> [Exercise directions]: Pull every line from the data below and reproduce each one word for word.

Dataset items:

▼

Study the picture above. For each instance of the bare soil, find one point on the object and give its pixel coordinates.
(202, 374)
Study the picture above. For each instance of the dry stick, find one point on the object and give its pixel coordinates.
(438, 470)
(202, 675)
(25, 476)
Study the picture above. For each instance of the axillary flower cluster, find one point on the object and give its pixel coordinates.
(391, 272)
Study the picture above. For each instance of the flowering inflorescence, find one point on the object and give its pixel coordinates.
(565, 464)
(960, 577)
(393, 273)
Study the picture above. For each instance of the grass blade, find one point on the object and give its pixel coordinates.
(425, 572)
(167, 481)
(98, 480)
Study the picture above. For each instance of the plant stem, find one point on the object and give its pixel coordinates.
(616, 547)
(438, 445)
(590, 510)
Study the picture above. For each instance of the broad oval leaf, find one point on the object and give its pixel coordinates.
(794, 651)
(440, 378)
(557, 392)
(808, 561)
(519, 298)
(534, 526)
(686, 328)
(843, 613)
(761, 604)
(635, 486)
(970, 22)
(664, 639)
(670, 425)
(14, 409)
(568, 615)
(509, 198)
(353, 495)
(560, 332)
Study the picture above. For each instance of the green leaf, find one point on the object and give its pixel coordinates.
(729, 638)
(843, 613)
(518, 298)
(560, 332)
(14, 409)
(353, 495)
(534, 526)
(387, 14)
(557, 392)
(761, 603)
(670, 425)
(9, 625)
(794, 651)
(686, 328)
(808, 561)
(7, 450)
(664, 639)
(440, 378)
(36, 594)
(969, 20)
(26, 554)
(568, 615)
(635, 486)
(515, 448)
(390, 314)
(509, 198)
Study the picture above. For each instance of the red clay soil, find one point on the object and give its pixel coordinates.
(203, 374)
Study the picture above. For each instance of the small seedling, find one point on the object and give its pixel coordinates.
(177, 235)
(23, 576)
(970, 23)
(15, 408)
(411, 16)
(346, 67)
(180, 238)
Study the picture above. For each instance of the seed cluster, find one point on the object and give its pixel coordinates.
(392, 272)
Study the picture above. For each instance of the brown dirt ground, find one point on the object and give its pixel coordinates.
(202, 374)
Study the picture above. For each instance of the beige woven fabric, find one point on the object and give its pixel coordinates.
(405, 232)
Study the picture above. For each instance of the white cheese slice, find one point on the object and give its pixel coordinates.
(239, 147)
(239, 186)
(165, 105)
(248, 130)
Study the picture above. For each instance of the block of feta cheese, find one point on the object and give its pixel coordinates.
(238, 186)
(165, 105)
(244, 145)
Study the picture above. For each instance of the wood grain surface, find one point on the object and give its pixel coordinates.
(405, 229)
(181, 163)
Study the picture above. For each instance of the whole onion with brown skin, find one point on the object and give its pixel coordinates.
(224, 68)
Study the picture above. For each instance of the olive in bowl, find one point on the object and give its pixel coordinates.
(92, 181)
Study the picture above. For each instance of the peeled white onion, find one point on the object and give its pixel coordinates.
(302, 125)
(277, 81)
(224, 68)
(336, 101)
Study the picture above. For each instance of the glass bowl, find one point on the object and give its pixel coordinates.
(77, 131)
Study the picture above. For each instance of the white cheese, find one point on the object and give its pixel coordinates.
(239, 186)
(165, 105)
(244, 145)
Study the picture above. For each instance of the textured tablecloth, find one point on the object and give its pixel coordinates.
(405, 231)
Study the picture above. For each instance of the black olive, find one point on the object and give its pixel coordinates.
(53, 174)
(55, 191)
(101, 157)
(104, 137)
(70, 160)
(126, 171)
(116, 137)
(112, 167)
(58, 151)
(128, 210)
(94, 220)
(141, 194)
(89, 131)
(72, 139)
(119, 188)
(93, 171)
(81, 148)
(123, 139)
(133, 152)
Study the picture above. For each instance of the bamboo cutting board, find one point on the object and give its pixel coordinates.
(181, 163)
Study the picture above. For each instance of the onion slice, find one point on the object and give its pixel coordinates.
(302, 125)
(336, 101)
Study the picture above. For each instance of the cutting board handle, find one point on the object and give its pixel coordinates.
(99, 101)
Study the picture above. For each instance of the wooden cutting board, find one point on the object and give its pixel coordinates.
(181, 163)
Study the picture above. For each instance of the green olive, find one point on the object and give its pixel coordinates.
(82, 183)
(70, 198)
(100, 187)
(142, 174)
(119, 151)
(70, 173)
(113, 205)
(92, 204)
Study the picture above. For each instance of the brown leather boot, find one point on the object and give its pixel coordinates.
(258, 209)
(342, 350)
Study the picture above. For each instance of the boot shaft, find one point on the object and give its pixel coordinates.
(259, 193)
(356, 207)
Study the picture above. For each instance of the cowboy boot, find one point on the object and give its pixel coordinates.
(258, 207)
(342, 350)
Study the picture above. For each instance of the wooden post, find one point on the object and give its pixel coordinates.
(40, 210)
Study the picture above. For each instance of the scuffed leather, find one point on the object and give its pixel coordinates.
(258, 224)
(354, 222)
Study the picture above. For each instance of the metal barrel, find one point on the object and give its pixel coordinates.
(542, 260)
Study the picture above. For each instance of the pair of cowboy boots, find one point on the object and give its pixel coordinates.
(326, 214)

▲

> [Output for this exercise]:
Study the picture above. For each instance of the bare soil, find one point on the object and give its pixel coordinates.
(202, 374)
Study the picture above. For each instance of the dry stick, find one point on the object and give its pixel coordinates.
(438, 470)
(202, 675)
(25, 476)
Study the picture above. For each instance of the axillary flower cluster, find one point on the object and give its pixel coordinates.
(391, 272)
Study the picture above. For each instance of the flowering inflorescence, find one point on the object and give its pixel coordinates.
(565, 464)
(960, 577)
(393, 273)
Study the picture above. For each instance of the grass blade, find one point on the object and give its pixel coordinates.
(425, 572)
(167, 481)
(98, 480)
Study the picture above. For each instance of the plant stem, find one point on the object and give its pixel coordinates.
(616, 547)
(438, 445)
(590, 510)
Study the picture above. For each instance of the broad oval leaf, find one point on the object and give its pixel coordinates.
(794, 651)
(440, 378)
(557, 392)
(808, 561)
(519, 298)
(534, 526)
(686, 328)
(843, 613)
(761, 604)
(635, 486)
(970, 22)
(664, 639)
(670, 425)
(14, 409)
(568, 615)
(509, 198)
(353, 495)
(560, 332)
Study the picture above. For each instance of the green leaf, find one point on the object and give its pixel coordinates.
(729, 638)
(843, 613)
(518, 298)
(560, 332)
(14, 409)
(353, 495)
(534, 526)
(387, 14)
(557, 392)
(761, 603)
(670, 425)
(9, 625)
(794, 651)
(686, 328)
(808, 561)
(7, 450)
(664, 639)
(440, 378)
(36, 594)
(969, 20)
(26, 554)
(568, 615)
(635, 486)
(515, 448)
(390, 314)
(509, 198)
Study the picture above. For each instance of the red clay soil, find one point on the object and give its pixel coordinates.
(203, 374)
Study the picture above. For each instance of the small seedling, find one point on the object and give its pixel coordinates.
(177, 235)
(23, 576)
(970, 23)
(15, 408)
(411, 16)
(346, 67)
(180, 238)
Study the picture above. For each instance of the seed cluster, find one point on the object and give its pixel coordinates.
(392, 272)
Study the picture above. For each instance of the brown dirt ground, find one point on the object and give its pixel coordinates.
(202, 374)
Study the picture above. For each instance of the beige woven fabric, find one point on the object and give its pixel coordinates.
(405, 232)
Study the picture above. For each instance of the white cheese slice, find one point on the object and give its pixel coordinates.
(239, 147)
(239, 186)
(165, 105)
(248, 130)
Study the picture above. For each instance of the block of feta cheese, find one point on the object and give its pixel coordinates.
(238, 186)
(165, 105)
(244, 145)
Study the picture above. For each instance of the wood grain surface, find one point on the object and give its pixel coordinates.
(405, 229)
(181, 163)
Study the picture above. For each instance of the whole onion with brown skin, find one point on the object and give its pixel coordinates.
(224, 68)
Study the picture above. For each instance of the olive in bowl, find one point on the object and give its pixel coordinates.
(92, 181)
Study the picture above. For each instance of the peeled white onion, find one point on the object and give its pixel coordinates.
(302, 125)
(277, 81)
(224, 68)
(336, 101)
Study the picture above. For each instance of the glass bowl, find one point on the object and give its pixel coordinates.
(77, 131)
Study the picture above. For each instance of the white cheese, find one point on the object and give its pixel coordinates.
(239, 186)
(165, 105)
(244, 145)
Study the picture above. For each instance of the textured tablecloth, find one point on the object and give its pixel coordinates.
(405, 231)
Study the picture above. For each instance of the black olive, find one point on the object and give its pixel coordinates.
(53, 174)
(55, 191)
(101, 157)
(104, 137)
(70, 160)
(126, 171)
(116, 137)
(112, 167)
(58, 151)
(128, 210)
(94, 220)
(141, 194)
(89, 131)
(72, 139)
(119, 188)
(93, 171)
(81, 148)
(123, 139)
(133, 152)
Study the picture above. For each instance of the bamboo cutting board, find one point on the object and give its pixel coordinates.
(181, 163)
Study the picture above. For each instance of the onion slice, find one point on the object and give its pixel coordinates.
(302, 125)
(336, 101)
Study the picture above. For each instance of the cutting board handle, find one point on the object and give its pixel coordinates.
(99, 101)
Study the picture above. For each instance of the wooden cutting board, find one point on the object and give its pixel coordinates.
(181, 163)
Study the picture above. For each instance of the green olive, find one point on the object and give its pixel coordinates.
(82, 183)
(70, 198)
(100, 187)
(142, 174)
(119, 151)
(70, 173)
(113, 205)
(92, 204)
Study the picture above. For each instance of the brown leather boot, find one point on the object and give its pixel coordinates.
(258, 209)
(342, 350)
Study the picture above. For each instance of the boot shaft, find one point on the object and give its pixel coordinates.
(259, 193)
(356, 207)
Study the picture above. For each instance of the cowboy boot, find one point on the object and give its pixel coordinates.
(258, 207)
(342, 350)
Study the picture above. For each instance of the wooden post, find one point on the object and give its pixel coordinates.
(40, 210)
Study the picture above. For each instance of the scuffed leather, find one point on the object and give its pixel coordinates.
(258, 224)
(354, 222)
Study the picture above. For each instance of the metal barrel, find one point on the object and give its pixel coordinates.
(542, 260)
Study the picture above. For each instance of the pair of cowboy boots, find one point on the object and give its pixel coordinates.
(326, 214)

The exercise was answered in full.